EXERCISE AIM. Locate the line that contains "Q: Tag each instance of the person", then copy it and all later lines of the data below exactly, through the last one.

DATA TO USE.
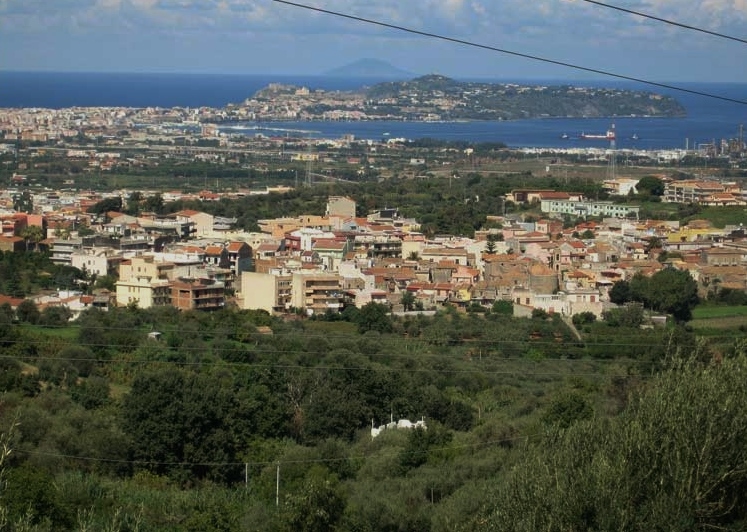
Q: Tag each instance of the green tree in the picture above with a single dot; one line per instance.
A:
(28, 312)
(673, 291)
(408, 300)
(650, 185)
(673, 460)
(33, 234)
(174, 416)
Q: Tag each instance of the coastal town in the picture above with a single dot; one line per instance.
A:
(564, 258)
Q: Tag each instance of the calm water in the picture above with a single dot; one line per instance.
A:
(707, 119)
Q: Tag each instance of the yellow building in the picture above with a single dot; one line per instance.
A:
(265, 291)
(144, 291)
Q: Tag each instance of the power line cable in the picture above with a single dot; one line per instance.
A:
(667, 21)
(273, 462)
(511, 52)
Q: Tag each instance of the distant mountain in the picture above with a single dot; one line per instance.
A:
(369, 68)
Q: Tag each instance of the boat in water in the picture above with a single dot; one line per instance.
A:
(610, 135)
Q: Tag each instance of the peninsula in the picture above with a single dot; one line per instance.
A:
(439, 98)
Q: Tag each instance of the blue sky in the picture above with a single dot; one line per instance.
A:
(266, 37)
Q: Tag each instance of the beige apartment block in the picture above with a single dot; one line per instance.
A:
(340, 206)
(145, 266)
(317, 293)
(265, 291)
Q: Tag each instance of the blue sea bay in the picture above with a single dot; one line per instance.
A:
(707, 119)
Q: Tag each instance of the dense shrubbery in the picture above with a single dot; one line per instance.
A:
(124, 431)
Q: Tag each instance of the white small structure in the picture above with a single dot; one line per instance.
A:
(401, 424)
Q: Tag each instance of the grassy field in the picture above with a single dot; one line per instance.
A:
(717, 321)
(706, 313)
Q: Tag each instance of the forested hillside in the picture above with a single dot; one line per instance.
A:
(237, 420)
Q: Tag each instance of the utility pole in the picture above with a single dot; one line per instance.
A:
(277, 487)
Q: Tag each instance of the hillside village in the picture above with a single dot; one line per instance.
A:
(316, 264)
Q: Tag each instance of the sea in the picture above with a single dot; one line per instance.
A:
(708, 120)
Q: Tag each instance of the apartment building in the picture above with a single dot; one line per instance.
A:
(266, 291)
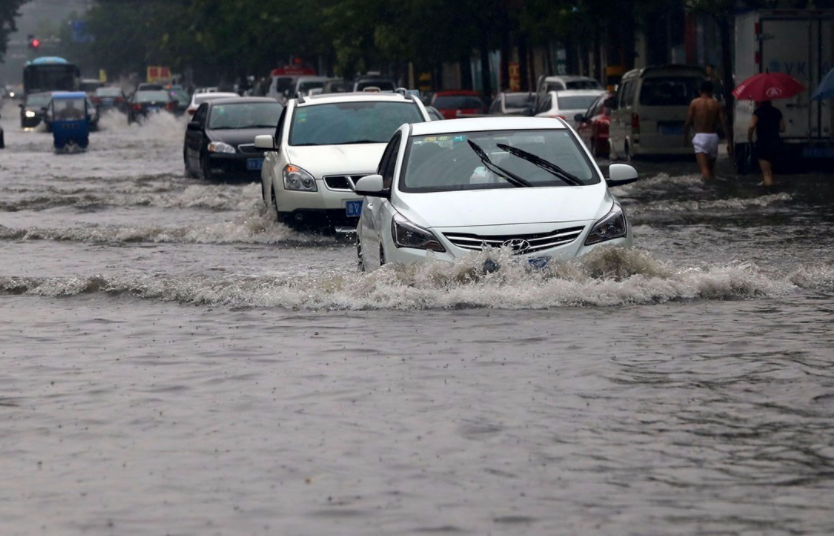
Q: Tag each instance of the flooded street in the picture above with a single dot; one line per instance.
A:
(174, 361)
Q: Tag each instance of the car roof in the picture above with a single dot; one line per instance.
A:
(328, 98)
(241, 100)
(485, 124)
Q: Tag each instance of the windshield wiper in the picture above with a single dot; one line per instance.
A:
(509, 176)
(546, 165)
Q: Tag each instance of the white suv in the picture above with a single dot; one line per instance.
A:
(322, 145)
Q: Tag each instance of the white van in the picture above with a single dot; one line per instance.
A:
(649, 111)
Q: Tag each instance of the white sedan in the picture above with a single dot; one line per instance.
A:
(323, 144)
(448, 188)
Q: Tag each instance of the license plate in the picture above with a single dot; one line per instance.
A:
(818, 152)
(670, 130)
(353, 209)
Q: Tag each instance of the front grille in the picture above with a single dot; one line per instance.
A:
(520, 243)
(248, 148)
(342, 182)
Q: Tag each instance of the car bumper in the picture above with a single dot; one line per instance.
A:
(558, 254)
(234, 165)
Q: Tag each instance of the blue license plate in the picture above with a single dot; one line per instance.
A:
(353, 209)
(818, 152)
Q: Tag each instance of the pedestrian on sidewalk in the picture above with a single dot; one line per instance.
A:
(705, 114)
(767, 122)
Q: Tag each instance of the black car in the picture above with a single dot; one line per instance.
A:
(33, 109)
(106, 99)
(144, 103)
(220, 139)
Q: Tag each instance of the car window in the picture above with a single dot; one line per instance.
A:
(389, 161)
(672, 91)
(350, 122)
(438, 163)
(244, 115)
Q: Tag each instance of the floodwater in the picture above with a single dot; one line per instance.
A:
(176, 362)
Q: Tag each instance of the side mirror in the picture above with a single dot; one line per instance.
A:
(370, 185)
(265, 142)
(620, 175)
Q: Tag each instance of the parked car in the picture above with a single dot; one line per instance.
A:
(106, 99)
(337, 86)
(458, 103)
(650, 110)
(322, 145)
(33, 109)
(593, 125)
(446, 189)
(566, 104)
(199, 98)
(146, 102)
(383, 84)
(512, 104)
(220, 139)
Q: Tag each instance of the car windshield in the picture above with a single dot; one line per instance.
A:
(350, 122)
(442, 163)
(458, 102)
(38, 100)
(151, 96)
(245, 115)
(519, 101)
(108, 92)
(575, 102)
(672, 91)
(583, 84)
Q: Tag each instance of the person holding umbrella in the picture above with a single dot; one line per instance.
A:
(767, 122)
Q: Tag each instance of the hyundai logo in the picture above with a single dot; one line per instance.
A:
(517, 245)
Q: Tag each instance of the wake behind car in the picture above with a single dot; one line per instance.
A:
(322, 145)
(446, 189)
(219, 141)
(143, 103)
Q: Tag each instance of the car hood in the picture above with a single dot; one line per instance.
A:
(238, 136)
(506, 206)
(334, 159)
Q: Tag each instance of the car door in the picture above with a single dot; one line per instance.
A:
(194, 136)
(374, 208)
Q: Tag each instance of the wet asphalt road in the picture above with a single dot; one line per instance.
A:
(176, 362)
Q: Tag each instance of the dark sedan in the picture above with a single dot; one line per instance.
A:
(144, 103)
(33, 109)
(220, 139)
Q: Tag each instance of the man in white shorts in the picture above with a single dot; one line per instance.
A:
(705, 114)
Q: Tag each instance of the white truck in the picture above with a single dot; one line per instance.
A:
(800, 43)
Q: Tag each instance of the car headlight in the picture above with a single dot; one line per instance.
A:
(613, 225)
(408, 235)
(220, 147)
(296, 178)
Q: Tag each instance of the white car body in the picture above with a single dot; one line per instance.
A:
(554, 107)
(554, 222)
(334, 167)
(199, 98)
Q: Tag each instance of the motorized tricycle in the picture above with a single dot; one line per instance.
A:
(69, 120)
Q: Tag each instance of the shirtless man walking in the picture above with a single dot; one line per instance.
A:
(705, 114)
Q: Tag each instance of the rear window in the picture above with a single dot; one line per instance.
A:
(458, 102)
(350, 122)
(583, 84)
(672, 91)
(151, 96)
(580, 102)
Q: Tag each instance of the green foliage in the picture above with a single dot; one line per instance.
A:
(8, 14)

EXERCISE RESPONSE.
Q: Tag each instance of the person holding umbrella in the picture above with a single dot; one line per instance.
A:
(767, 122)
Q: Tag each instance of the hyundai logo in the picture above with a single dot; one line per instance.
A:
(517, 245)
Q: Tag each instance of the wake behind car in the picture above with a single dot; one line per instance.
A:
(322, 145)
(446, 189)
(219, 141)
(143, 103)
Q: Tag each instance of the car hood in the picture above with a single dot; one line per instance.
A:
(238, 136)
(506, 206)
(334, 159)
Q: Tag each instance of the car door in the picture above with a single dot; one line per instance.
A:
(194, 136)
(374, 208)
Q: Tag each instance of the wet asphalt road in the picture above with a single dot; one line per instance.
A:
(176, 362)
Q: Tag each instance of the dark sedan in the picture above with a single dot; one line per instance.
A:
(144, 103)
(33, 109)
(220, 139)
Q: Tag each instance of the man in white shorts in the picture above with a single dot; one line per instance.
A:
(705, 114)
Q: Tag each instance of the white truck in the picture above with a single dot; one line per instance.
A:
(800, 43)
Q: Tag each instance of the car headlight in the picture above with a single dot; one line per instance.
A:
(613, 225)
(408, 235)
(220, 147)
(296, 178)
Q: Tag each instance of the white car body in the picture above with a single dot; one line per instance.
A:
(554, 107)
(554, 222)
(334, 167)
(199, 98)
Q: Tag each instance of the motorized tricycle in the picture above with a single dot; one line per instance.
A:
(69, 120)
Q: Tag each instance of the shirtless man walking in the picture above with a single dot; one line per instance.
A:
(705, 114)
Q: Tag each instance of the rear window in the picture above with a single dot; one line per instance.
A:
(458, 102)
(350, 122)
(583, 84)
(672, 91)
(151, 96)
(580, 102)
Q: Tag each instance of the green foliage in the picture above with a single dot; one line per instance.
A:
(8, 14)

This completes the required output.